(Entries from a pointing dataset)
----
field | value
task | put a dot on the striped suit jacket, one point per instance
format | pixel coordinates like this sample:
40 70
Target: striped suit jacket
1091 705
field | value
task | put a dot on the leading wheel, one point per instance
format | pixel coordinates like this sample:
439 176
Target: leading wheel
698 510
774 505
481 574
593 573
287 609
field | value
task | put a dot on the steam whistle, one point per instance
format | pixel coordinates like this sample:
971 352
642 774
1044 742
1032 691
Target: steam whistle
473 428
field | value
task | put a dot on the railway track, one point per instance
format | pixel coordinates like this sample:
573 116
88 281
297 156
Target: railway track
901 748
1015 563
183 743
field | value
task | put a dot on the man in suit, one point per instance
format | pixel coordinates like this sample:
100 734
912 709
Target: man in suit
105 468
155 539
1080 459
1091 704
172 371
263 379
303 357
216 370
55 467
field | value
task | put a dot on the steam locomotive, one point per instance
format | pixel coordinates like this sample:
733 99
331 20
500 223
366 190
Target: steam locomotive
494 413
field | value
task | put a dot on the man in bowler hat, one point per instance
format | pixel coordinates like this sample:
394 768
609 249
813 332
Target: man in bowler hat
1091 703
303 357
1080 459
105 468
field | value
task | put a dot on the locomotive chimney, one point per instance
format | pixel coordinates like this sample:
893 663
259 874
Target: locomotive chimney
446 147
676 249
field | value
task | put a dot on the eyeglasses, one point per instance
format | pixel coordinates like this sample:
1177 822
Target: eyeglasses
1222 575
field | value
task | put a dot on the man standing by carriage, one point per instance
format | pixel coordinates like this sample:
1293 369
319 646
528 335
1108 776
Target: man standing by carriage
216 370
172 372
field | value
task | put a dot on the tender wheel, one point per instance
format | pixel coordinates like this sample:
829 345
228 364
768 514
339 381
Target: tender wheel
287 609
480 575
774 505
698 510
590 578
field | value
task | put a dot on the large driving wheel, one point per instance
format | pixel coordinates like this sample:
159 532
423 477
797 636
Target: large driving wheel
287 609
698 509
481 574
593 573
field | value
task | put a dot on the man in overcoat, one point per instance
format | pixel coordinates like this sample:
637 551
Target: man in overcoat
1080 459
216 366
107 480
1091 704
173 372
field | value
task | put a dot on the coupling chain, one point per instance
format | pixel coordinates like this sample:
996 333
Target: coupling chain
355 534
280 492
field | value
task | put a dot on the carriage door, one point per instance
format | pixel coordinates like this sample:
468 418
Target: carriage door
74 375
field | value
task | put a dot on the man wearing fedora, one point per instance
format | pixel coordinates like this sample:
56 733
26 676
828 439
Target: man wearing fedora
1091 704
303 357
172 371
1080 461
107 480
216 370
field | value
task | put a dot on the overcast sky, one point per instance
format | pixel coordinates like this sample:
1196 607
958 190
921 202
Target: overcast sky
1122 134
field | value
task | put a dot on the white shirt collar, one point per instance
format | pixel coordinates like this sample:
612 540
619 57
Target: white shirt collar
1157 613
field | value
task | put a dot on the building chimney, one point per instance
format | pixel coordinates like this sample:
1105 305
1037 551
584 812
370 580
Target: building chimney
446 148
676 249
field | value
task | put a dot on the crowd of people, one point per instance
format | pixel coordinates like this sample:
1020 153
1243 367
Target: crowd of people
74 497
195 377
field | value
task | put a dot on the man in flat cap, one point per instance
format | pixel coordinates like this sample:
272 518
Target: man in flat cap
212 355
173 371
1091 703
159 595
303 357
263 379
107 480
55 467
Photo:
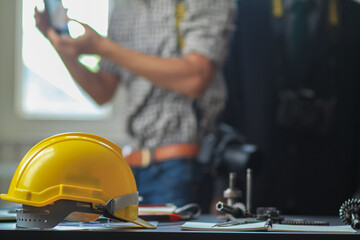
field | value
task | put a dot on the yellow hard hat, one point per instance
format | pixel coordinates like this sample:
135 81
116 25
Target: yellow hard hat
70 173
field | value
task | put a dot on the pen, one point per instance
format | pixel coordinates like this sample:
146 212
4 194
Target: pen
161 217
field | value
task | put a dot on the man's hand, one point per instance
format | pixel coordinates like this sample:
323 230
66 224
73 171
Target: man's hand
88 43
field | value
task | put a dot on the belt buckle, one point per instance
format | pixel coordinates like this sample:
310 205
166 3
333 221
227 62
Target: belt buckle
145 158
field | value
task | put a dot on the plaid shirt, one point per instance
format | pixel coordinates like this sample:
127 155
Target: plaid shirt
156 116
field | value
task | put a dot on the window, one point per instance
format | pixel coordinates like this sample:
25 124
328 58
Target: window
47 90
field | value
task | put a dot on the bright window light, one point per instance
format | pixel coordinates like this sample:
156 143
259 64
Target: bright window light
47 89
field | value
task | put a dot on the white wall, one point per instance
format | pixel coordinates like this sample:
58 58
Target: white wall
17 135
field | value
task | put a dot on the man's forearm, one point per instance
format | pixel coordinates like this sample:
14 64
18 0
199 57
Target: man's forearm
99 86
189 75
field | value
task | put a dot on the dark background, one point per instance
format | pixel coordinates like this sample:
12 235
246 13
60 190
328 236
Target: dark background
302 170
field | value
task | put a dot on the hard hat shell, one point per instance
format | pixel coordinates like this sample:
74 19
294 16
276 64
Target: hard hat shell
72 166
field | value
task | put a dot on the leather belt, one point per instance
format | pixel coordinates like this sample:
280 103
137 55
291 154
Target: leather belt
143 158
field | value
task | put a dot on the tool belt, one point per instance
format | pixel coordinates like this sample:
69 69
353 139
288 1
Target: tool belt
144 157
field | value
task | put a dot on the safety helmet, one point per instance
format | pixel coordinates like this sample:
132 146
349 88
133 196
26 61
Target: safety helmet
74 174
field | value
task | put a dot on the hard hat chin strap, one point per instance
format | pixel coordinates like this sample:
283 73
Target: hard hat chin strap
116 204
51 215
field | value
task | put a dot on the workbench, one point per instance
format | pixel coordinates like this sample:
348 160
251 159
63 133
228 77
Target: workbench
170 231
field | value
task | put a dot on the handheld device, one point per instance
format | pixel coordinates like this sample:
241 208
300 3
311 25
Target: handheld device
57 16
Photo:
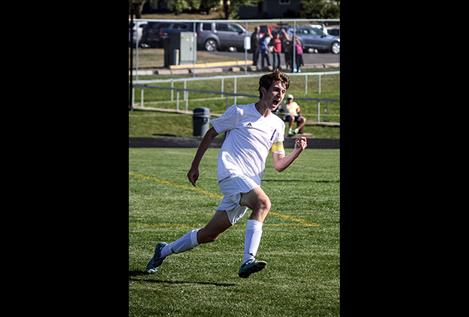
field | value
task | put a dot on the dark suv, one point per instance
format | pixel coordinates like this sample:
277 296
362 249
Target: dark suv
154 33
213 36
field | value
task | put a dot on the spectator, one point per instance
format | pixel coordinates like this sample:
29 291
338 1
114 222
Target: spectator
255 37
298 54
264 49
292 112
277 49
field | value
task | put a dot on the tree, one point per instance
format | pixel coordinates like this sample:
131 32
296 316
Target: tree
231 7
320 9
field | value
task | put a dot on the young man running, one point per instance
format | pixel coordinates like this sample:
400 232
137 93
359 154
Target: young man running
252 131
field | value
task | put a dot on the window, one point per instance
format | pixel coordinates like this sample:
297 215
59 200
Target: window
222 27
235 28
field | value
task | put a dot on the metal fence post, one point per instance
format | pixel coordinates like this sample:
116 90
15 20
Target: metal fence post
172 90
306 85
222 87
141 98
319 102
186 95
235 89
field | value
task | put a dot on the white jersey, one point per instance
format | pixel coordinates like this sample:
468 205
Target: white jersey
248 141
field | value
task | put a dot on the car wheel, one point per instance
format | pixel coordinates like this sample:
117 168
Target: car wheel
210 45
335 48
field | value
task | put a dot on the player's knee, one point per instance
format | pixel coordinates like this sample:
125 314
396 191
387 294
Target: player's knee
264 204
207 236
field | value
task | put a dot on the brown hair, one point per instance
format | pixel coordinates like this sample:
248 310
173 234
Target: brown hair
268 79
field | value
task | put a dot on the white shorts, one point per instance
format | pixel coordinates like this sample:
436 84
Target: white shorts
232 187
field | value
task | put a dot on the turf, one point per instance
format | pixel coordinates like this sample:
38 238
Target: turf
300 239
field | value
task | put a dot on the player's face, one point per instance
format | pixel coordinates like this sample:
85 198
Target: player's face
275 95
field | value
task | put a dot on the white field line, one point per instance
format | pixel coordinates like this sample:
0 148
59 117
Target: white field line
209 194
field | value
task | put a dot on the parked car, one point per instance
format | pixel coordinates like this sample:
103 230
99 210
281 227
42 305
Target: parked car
316 39
154 33
213 36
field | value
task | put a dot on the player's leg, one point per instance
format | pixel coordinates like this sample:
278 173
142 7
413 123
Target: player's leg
259 202
217 225
190 240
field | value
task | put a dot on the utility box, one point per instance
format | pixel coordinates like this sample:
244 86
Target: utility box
180 48
201 121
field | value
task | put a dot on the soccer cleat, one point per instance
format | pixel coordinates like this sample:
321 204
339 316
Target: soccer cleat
251 266
156 260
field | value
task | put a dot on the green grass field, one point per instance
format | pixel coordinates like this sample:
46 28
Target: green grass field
300 239
147 124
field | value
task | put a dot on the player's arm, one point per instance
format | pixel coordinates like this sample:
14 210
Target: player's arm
281 162
193 173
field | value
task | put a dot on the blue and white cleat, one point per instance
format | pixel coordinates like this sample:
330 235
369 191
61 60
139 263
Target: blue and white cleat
156 260
250 267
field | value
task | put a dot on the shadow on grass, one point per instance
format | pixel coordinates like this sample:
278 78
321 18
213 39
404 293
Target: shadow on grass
165 134
301 180
137 273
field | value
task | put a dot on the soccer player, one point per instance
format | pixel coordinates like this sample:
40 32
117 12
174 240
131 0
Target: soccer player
252 131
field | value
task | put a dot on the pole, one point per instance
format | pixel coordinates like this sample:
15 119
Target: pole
131 106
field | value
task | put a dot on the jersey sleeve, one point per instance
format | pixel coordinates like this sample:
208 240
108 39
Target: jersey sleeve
277 145
227 121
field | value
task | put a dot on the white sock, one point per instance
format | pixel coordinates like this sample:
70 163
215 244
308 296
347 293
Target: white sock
184 243
252 240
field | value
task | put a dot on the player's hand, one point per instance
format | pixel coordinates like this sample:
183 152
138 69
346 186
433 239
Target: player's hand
193 175
301 143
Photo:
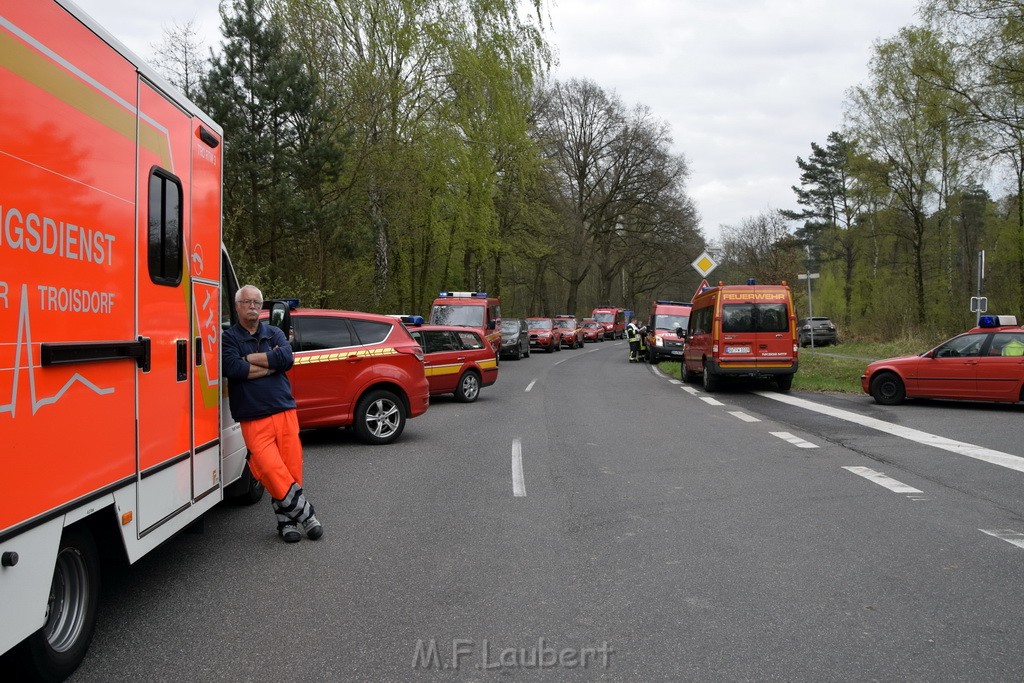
----
● **WHAT IS EXPECTED**: How many lines of the material contain the string "bright", with case counting? Reply with the number alone.

● **SOLUTION FOR THIS EXERCISE**: 2